EXERCISE PROMPT: An exact copy of every record is needed.
☆ ☆ ☆ ☆ ☆
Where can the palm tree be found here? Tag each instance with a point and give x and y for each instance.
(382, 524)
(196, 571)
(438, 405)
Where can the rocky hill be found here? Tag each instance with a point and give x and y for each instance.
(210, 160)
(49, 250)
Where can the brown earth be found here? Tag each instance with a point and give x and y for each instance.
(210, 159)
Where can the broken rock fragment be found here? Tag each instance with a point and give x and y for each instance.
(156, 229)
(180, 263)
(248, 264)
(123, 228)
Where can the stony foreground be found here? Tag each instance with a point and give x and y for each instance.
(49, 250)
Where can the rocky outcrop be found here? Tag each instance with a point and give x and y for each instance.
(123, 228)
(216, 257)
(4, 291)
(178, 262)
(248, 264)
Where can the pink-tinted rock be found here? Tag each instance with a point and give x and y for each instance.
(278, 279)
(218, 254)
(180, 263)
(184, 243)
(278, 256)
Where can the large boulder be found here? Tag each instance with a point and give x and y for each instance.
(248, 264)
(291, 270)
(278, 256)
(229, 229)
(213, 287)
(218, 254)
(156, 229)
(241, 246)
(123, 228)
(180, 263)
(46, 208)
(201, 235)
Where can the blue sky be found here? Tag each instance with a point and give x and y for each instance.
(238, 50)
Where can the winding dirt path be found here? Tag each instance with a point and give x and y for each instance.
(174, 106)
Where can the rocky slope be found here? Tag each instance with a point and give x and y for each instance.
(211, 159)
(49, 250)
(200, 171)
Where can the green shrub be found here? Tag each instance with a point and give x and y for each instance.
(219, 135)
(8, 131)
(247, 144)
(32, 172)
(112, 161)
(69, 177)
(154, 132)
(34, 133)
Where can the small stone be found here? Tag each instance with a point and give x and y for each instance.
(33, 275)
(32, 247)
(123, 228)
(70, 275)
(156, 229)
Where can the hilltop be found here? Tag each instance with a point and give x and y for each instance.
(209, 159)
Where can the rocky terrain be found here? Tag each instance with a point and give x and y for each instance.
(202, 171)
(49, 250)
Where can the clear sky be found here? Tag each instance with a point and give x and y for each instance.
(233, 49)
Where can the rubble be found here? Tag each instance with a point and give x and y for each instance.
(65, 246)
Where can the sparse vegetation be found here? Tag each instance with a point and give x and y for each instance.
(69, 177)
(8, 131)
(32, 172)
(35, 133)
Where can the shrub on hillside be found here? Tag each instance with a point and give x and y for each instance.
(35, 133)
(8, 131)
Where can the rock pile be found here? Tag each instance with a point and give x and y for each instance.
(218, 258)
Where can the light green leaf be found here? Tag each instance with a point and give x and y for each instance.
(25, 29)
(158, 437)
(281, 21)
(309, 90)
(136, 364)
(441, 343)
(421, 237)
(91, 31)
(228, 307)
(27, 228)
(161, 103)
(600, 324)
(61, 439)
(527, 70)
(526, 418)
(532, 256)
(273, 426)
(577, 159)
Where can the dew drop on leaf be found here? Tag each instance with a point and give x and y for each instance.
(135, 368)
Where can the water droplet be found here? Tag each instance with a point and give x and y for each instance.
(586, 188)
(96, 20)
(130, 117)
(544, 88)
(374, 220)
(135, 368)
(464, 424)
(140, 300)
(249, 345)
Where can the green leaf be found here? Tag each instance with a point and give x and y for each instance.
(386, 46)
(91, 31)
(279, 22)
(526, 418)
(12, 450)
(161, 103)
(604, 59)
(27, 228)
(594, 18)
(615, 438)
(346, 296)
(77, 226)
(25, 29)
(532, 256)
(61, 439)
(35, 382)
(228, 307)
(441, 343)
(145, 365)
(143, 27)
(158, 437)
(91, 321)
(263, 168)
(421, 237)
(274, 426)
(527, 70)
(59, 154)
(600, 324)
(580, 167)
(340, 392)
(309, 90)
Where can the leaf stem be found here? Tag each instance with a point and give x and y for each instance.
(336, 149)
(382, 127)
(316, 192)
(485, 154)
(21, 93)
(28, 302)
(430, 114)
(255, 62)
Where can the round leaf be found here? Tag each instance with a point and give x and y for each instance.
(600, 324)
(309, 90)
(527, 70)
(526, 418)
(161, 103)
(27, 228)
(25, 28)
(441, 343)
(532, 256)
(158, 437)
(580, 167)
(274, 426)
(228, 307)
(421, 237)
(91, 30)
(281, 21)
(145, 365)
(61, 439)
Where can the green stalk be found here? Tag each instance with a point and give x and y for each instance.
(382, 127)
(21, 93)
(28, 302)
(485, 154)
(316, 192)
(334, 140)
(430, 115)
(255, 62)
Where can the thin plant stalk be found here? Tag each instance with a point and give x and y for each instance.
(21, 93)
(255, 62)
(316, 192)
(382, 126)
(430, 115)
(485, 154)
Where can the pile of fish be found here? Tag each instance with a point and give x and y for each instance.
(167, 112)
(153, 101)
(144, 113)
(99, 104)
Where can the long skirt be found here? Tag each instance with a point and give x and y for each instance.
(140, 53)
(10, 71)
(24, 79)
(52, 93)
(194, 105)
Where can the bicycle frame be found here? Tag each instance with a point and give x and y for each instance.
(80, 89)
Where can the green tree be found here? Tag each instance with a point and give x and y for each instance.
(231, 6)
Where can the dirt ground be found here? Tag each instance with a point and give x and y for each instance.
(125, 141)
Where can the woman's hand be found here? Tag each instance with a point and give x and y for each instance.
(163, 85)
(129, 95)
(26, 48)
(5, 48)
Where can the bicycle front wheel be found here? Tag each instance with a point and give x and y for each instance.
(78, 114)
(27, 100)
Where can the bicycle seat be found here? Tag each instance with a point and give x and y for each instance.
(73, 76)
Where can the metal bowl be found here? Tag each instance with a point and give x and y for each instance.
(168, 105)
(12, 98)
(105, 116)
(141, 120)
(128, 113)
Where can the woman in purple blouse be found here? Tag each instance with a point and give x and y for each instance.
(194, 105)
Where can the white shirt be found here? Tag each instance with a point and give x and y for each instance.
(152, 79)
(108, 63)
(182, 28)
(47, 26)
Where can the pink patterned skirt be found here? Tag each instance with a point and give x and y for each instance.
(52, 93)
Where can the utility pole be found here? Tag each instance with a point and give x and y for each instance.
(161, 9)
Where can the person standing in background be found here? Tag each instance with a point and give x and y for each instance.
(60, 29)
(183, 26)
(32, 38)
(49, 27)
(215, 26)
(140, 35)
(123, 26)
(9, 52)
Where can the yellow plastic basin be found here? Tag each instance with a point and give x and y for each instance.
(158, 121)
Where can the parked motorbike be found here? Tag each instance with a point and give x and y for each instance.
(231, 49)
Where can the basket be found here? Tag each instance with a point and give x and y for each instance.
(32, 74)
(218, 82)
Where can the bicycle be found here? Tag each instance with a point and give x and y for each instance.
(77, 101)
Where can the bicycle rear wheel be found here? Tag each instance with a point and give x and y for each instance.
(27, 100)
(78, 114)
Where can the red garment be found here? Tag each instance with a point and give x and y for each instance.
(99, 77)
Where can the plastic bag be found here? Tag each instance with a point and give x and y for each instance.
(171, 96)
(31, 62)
☆ ☆ ☆ ☆ ☆
THE COMPLETED TASK:
Where can the palm tree be found here? Tag each instance with a point and give x and y for each instance.
(382, 524)
(196, 571)
(438, 405)
Where can the rocky hill be found here? Tag each instance with a point and give x and y for each instance.
(210, 160)
(49, 250)
Where can the brown earth be found here? Tag each instance with a point and give x and y for each instance.
(210, 159)
Where can the broken rock fragment be found here? Tag each instance with a point and give x and y for each instance.
(156, 229)
(180, 263)
(248, 264)
(123, 228)
Where can the stony foreground be found here? Tag each instance with a point and give x and y for each instance.
(49, 250)
Where can the rocky outcrop be found here? Tag each instance with a point and give x and y for each instance.
(123, 228)
(216, 257)
(4, 291)
(178, 262)
(248, 264)
Where can the pink-tinted rock be found here? Tag each instance with a point and give x and y for each instance.
(278, 279)
(218, 254)
(180, 263)
(184, 243)
(278, 256)
Where can the large boulder be found here? Tag each instance with a point and give x and y for each instance.
(248, 264)
(291, 270)
(278, 256)
(229, 229)
(213, 287)
(218, 254)
(156, 229)
(241, 246)
(123, 228)
(180, 263)
(46, 208)
(201, 235)
Where can the blue sky be found here? Tag each instance with a point and give x and y for each instance.
(238, 50)
Where can the winding dirt path be found here? Tag each instance with a point and give x and y for each instance.
(174, 106)
Where can the rocky slope be found here? Tag each instance with a point and give x and y for each instance.
(211, 159)
(49, 250)
(200, 171)
Where can the green shrub be found here? Tag each instance with a point and give x and y for each instance.
(219, 135)
(8, 131)
(247, 144)
(32, 172)
(112, 161)
(69, 177)
(154, 132)
(34, 133)
Where can the small stone be found here? Tag each instance with a point and give x and y for each instance.
(33, 275)
(32, 247)
(123, 228)
(70, 275)
(156, 229)
Where can the hilltop be found here? Tag each instance with a point and give x and y for each instance.
(209, 159)
Where can the rocky terrain be found here? Tag each instance with a point and give x and y for each instance.
(202, 171)
(49, 250)
Where can the clear sky be found here? Tag each instance with a point and give x and y for each instance.
(233, 49)
Where can the rubble be found here? Tag each instance with a point and give x and y for each instance.
(65, 246)
Where can the sparse vegetation be found here? Tag each instance with a point and give x and y for each instance.
(69, 177)
(8, 131)
(32, 172)
(35, 133)
Where can the shrub on hillside be found here? Tag each instance with a point and give x and y for each instance.
(35, 133)
(8, 131)
Where can the rock pile be found here? Tag each instance with a point and give x and y for each instance.
(218, 258)
Where can the light green leaf be found here? Tag each instance with a point and give x and y for each instance.
(25, 29)
(158, 437)
(281, 21)
(309, 90)
(136, 364)
(441, 343)
(421, 237)
(91, 31)
(228, 307)
(27, 228)
(161, 103)
(600, 324)
(61, 439)
(527, 70)
(526, 418)
(532, 256)
(273, 426)
(577, 159)
Where can the dew drop on leaf be found here? Tag each instance with a point and give x and y for each instance.
(135, 368)
Where can the water droplet be found here? Tag each instance with a point and give x and y for each instance.
(586, 188)
(96, 20)
(130, 117)
(544, 88)
(374, 220)
(135, 368)
(464, 424)
(140, 300)
(249, 345)
Where can the green leaf be found here? Tag each instance with a point and give x and y for each instance.
(386, 46)
(91, 31)
(279, 22)
(526, 418)
(12, 450)
(161, 103)
(604, 59)
(27, 228)
(594, 18)
(615, 438)
(346, 296)
(77, 226)
(25, 29)
(532, 256)
(61, 439)
(35, 382)
(228, 307)
(441, 343)
(145, 365)
(143, 27)
(158, 437)
(91, 321)
(263, 168)
(421, 237)
(274, 426)
(527, 70)
(59, 154)
(600, 324)
(580, 167)
(340, 392)
(309, 90)
Where can the leaf stem be found here? Tag each instance with a point and give x and y for each instance.
(336, 149)
(382, 127)
(316, 192)
(485, 154)
(21, 93)
(28, 302)
(430, 114)
(255, 62)
Where can the round leaf be found here? Tag each instance with a point and give x and y for each instance.
(600, 324)
(309, 90)
(527, 70)
(526, 418)
(161, 103)
(27, 228)
(25, 28)
(441, 343)
(532, 256)
(158, 437)
(580, 167)
(274, 426)
(228, 307)
(421, 237)
(91, 30)
(281, 21)
(145, 365)
(61, 439)
Where can the green stalk be found here? Tag each instance with a point and give x and y for each instance.
(382, 127)
(21, 93)
(28, 302)
(485, 154)
(316, 192)
(334, 140)
(430, 115)
(255, 62)
Where can the thin plant stalk be found here? Tag each instance with a point and give x and y for each instance.
(21, 93)
(255, 62)
(316, 192)
(382, 126)
(430, 115)
(485, 154)
Where can the pile of fish be found here? Tag each instance with a point and give x and y for each instance.
(167, 112)
(153, 101)
(144, 113)
(99, 104)
Where can the long skirt be found here? Tag each instance with a point and give x and y for each instance.
(140, 53)
(10, 71)
(24, 79)
(52, 93)
(194, 105)
Where can the bicycle frame be found here? Tag each instance with a point and give x and y for each instance.
(80, 89)
Where can the green tree be found here? Tag each instance with a point and give x and y for each instance.
(231, 6)
Where can the dirt ground be found here? Tag each instance with a point and give x and y for each instance.
(125, 141)
Where can the woman's hand be found here? Tag each instance with a point and give x and y for each instance.
(163, 85)
(129, 95)
(26, 48)
(5, 48)
Where can the bicycle front wheel be found here? Tag each instance with a point and give x and y for each instance.
(78, 114)
(27, 100)
Where can the bicycle seat be found here? Tag each instance with a point and give x and y for each instance.
(73, 76)
Where can the metal bowl be found here? Tag each instance with a point and give x and y for each instance.
(168, 105)
(12, 98)
(105, 116)
(141, 120)
(128, 113)
Where can the woman in purple blouse be found here? Tag each instance with a point and give x and y for each instance.
(194, 105)
Where can the white shirt be found here? Tag each instance with a point and give x and y for each instance.
(152, 79)
(108, 63)
(182, 28)
(47, 26)
Where can the pink patterned skirt be found here? Tag each instance with a point and give x and y for each instance.
(52, 93)
Where can the utility pole be found here? Tag each instance with a point and give x and y for each instance.
(161, 9)
Where can the person standing in background be found here? Tag each instance with a point and give x and y for each instance.
(60, 29)
(183, 26)
(32, 38)
(49, 27)
(215, 26)
(140, 35)
(123, 26)
(9, 52)
Where can the yellow plastic basin be found here? Tag each instance with a point and give x and y for each instance.
(158, 121)
Where can the parked motorbike be found here? Tag each instance with a point and give x and y for each instance.
(231, 49)
Where can the basket be found here? Tag each instance with a point and give x and y for each instance.
(32, 74)
(218, 82)
Where can the bicycle be found here? Tag each instance with a point and give x and y for each instance.
(77, 101)
Where can the bicycle rear wheel be found here? Tag each instance with a point and give x and y for each instance.
(27, 100)
(78, 114)
Where can the red garment be found here? Tag each instance with a point and give x and y for each instance.
(99, 77)
Where can the plastic bag be found here? Tag each instance with a point and give x and y for each instance.
(171, 96)
(31, 62)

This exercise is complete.